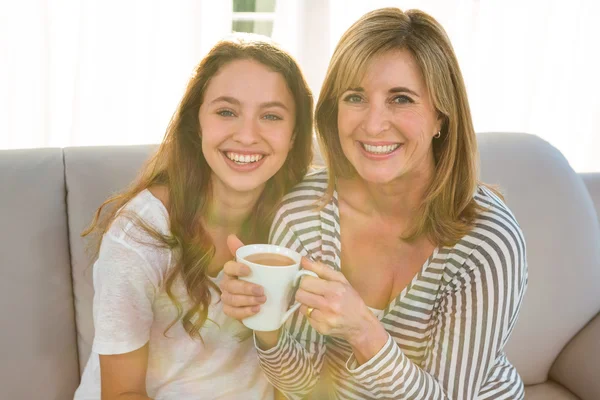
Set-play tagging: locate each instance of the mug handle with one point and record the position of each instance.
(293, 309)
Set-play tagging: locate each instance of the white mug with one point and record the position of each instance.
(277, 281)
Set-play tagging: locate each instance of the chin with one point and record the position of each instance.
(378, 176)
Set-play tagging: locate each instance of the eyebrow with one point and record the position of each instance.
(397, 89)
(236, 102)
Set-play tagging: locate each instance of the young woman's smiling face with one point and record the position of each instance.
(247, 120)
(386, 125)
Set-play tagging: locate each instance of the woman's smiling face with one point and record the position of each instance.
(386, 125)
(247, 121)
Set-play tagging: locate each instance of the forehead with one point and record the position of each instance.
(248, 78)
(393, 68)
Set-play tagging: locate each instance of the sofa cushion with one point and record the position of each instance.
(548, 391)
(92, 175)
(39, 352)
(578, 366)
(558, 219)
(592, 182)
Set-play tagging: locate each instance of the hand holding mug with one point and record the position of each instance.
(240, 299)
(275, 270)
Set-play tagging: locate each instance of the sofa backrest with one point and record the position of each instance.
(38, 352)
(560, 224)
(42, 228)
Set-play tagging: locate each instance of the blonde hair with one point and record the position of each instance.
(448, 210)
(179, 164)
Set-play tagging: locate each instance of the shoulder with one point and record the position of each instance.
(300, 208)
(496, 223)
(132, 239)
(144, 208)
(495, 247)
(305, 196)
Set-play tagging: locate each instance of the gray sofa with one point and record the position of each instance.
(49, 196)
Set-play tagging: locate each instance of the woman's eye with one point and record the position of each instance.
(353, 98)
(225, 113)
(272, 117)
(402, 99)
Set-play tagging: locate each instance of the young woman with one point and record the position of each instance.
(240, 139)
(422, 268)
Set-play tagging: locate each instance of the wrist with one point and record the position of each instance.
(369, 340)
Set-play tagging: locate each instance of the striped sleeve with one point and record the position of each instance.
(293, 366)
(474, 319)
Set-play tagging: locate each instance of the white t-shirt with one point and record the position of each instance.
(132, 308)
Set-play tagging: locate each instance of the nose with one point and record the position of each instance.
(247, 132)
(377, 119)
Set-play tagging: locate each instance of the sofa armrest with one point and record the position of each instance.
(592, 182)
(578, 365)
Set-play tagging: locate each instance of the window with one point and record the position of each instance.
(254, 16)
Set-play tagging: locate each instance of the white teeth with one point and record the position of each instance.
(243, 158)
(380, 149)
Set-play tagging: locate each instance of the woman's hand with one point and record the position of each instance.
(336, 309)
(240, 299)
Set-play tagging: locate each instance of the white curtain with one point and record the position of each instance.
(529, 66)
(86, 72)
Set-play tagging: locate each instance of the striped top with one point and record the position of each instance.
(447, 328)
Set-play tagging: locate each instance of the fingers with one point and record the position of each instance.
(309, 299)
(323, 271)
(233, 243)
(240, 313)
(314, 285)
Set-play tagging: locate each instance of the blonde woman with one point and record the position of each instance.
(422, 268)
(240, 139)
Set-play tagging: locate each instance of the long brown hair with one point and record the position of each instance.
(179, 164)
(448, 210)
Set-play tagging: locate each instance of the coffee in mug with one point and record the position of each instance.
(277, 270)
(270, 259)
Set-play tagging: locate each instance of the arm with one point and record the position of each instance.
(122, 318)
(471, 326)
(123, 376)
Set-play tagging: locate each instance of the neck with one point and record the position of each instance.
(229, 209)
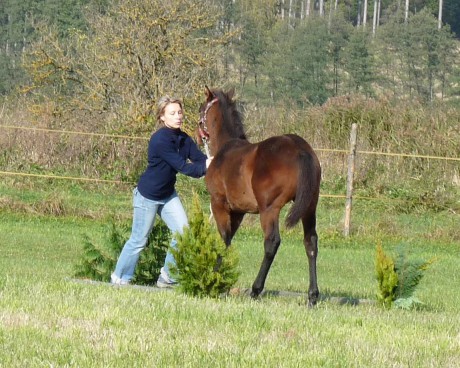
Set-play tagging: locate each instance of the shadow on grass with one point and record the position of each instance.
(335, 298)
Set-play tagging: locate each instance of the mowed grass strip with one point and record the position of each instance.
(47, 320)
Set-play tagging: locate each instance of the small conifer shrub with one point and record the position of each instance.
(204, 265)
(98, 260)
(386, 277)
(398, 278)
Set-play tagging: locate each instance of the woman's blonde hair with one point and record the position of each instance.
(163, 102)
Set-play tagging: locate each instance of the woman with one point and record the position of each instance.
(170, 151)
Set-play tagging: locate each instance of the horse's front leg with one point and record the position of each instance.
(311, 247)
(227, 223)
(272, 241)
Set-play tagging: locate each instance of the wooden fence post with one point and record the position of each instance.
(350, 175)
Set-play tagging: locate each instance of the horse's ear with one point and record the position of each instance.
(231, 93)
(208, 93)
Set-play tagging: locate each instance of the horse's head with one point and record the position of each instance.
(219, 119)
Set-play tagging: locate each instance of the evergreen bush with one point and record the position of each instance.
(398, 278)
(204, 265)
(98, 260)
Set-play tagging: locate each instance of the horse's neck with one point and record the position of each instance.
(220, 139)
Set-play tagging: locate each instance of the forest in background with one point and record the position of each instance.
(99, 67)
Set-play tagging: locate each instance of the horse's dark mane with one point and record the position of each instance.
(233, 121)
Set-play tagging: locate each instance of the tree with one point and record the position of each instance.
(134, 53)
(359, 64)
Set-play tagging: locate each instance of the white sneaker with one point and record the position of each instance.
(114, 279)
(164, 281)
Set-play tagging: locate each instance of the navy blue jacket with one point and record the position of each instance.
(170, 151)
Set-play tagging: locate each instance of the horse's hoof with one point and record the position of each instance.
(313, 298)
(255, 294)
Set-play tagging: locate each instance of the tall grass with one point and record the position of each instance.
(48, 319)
--
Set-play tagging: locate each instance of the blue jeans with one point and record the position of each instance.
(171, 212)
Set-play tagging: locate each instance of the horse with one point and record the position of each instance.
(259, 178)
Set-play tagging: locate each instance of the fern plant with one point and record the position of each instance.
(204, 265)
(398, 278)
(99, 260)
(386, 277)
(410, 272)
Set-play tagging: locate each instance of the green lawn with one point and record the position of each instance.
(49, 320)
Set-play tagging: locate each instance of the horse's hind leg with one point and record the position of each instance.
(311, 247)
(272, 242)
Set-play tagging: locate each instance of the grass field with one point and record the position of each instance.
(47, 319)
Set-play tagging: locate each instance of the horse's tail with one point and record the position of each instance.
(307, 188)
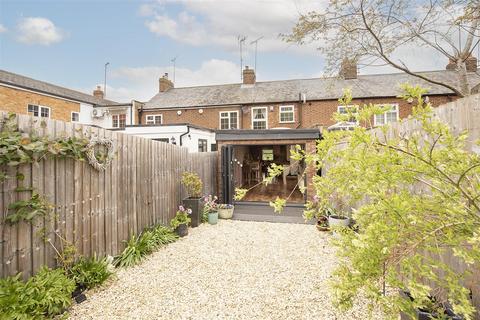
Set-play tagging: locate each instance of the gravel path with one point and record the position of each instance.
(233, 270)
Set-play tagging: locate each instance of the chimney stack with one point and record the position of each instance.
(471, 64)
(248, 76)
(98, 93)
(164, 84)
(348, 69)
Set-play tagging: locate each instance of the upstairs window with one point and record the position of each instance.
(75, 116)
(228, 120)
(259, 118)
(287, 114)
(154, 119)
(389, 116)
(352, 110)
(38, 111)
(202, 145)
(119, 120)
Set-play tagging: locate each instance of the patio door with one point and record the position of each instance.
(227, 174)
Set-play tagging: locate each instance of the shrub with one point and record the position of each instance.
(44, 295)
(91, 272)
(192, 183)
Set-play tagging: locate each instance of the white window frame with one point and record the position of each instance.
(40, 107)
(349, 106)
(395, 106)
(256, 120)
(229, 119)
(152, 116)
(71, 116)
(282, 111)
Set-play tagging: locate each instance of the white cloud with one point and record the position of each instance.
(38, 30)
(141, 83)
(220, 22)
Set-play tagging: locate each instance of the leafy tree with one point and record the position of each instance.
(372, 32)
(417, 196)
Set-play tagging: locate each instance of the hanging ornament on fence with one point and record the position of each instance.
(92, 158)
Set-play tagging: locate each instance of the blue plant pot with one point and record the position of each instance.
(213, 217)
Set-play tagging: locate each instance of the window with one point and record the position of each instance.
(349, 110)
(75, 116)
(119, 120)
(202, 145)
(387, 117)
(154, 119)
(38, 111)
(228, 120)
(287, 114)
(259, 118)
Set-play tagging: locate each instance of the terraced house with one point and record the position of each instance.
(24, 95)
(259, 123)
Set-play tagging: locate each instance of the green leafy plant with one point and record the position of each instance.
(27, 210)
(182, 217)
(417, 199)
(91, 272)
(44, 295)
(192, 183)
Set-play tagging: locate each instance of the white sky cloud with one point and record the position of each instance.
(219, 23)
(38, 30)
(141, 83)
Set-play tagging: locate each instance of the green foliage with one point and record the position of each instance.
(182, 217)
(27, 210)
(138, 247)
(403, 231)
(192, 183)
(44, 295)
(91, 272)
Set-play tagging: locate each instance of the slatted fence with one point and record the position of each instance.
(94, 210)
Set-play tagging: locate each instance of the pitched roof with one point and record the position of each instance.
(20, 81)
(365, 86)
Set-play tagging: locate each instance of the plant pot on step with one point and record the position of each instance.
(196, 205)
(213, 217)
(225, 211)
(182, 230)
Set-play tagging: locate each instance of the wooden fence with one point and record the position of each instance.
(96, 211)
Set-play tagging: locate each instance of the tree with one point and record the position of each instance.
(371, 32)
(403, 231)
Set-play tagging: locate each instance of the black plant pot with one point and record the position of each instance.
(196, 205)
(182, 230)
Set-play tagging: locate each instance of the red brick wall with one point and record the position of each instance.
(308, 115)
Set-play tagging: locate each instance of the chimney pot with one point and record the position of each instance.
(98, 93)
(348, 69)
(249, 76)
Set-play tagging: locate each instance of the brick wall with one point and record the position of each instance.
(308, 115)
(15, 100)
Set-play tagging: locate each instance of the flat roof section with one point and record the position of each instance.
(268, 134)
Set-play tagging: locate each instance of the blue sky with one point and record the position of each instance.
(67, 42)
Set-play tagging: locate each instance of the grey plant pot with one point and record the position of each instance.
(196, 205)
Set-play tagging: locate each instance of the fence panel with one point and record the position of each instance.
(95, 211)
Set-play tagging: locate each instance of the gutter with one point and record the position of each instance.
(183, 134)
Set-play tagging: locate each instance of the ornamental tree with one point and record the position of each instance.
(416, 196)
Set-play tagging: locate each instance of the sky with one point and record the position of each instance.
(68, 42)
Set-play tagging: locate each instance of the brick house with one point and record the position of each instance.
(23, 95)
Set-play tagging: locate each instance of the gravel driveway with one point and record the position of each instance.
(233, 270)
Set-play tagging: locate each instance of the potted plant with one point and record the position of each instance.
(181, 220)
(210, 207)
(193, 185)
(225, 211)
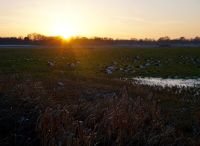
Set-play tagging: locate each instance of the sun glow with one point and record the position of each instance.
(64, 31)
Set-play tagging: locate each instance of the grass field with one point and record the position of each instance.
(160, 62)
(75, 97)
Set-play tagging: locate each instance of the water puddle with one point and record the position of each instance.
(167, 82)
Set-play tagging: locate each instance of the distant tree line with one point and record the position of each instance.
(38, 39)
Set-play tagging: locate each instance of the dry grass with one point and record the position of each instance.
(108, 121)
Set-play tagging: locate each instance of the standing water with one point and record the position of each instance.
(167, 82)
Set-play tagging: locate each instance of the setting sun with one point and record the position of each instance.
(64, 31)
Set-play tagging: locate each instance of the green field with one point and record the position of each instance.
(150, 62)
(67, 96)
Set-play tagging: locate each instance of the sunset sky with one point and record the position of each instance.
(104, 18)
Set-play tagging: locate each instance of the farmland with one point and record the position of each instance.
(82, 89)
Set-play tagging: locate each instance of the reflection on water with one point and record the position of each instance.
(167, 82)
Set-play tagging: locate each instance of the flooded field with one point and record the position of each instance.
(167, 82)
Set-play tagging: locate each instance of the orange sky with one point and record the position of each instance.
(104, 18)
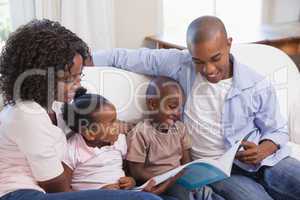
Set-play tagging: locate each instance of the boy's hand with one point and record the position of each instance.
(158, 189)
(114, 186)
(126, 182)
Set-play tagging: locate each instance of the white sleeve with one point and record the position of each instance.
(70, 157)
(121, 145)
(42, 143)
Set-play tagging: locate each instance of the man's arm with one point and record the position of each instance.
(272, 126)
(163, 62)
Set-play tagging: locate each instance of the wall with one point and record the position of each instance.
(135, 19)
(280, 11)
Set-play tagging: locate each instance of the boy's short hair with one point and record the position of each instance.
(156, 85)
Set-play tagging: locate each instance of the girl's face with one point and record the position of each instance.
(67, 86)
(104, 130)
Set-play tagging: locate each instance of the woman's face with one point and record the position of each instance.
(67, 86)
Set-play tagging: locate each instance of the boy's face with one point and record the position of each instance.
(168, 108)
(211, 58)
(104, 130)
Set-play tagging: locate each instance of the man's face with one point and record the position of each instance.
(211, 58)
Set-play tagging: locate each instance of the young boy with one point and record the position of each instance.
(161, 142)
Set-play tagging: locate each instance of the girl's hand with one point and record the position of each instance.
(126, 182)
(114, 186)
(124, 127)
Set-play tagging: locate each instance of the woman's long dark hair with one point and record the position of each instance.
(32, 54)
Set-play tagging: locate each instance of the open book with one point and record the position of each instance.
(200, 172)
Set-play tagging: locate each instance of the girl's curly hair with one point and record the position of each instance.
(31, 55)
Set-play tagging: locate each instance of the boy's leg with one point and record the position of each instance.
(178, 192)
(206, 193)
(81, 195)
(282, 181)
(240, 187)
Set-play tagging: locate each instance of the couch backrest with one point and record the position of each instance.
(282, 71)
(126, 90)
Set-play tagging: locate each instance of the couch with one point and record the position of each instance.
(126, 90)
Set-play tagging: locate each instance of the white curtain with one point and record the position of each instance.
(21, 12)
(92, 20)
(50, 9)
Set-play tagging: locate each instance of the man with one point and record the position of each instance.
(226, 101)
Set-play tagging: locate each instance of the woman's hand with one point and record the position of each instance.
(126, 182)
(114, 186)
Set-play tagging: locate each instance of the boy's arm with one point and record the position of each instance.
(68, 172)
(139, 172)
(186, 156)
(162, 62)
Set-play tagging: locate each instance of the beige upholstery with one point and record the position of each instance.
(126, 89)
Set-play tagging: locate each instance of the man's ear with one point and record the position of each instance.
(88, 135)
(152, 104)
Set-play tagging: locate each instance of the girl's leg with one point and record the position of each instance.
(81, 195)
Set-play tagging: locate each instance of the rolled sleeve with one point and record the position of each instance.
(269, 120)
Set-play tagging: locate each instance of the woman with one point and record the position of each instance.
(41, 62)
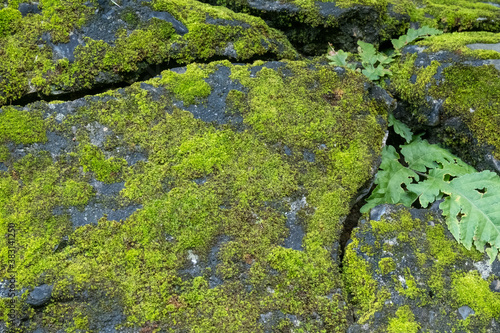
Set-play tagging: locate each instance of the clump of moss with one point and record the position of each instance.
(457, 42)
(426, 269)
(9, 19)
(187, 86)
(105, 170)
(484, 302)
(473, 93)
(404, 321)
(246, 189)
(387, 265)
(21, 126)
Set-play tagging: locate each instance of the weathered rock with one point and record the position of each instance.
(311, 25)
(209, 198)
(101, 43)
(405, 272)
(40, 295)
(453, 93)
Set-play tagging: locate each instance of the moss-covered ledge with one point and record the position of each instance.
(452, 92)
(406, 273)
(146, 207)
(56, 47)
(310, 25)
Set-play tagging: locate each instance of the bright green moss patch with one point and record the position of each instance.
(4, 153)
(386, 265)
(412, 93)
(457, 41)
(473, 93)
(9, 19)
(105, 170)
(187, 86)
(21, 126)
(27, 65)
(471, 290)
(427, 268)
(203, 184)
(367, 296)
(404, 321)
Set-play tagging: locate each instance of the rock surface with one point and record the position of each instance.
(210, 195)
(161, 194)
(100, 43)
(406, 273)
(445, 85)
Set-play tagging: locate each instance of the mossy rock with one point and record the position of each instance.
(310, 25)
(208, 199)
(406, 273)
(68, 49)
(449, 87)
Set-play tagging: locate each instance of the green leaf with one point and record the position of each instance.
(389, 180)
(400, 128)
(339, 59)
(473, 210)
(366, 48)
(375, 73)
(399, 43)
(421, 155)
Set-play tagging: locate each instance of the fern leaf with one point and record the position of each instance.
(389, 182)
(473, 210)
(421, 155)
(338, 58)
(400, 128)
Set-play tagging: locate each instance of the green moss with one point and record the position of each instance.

[Aim of the exercise]
Rewrite the items starting at the line that contains "Set-play tagging: locate each instance of the fern leaf" and ending after the line that contains "Set-play tagging: locate each instance of the green moss", with "with one point" replaced by "with a single point" and everything else left as is.

[Answer]
Set-play tagging: locate each instance of the fern leaf with a single point and record the position of each instance.
(389, 182)
(473, 210)
(421, 155)
(338, 58)
(400, 128)
Set-play tagging: locate each instance of the green moss with a single point and record the position of each instance.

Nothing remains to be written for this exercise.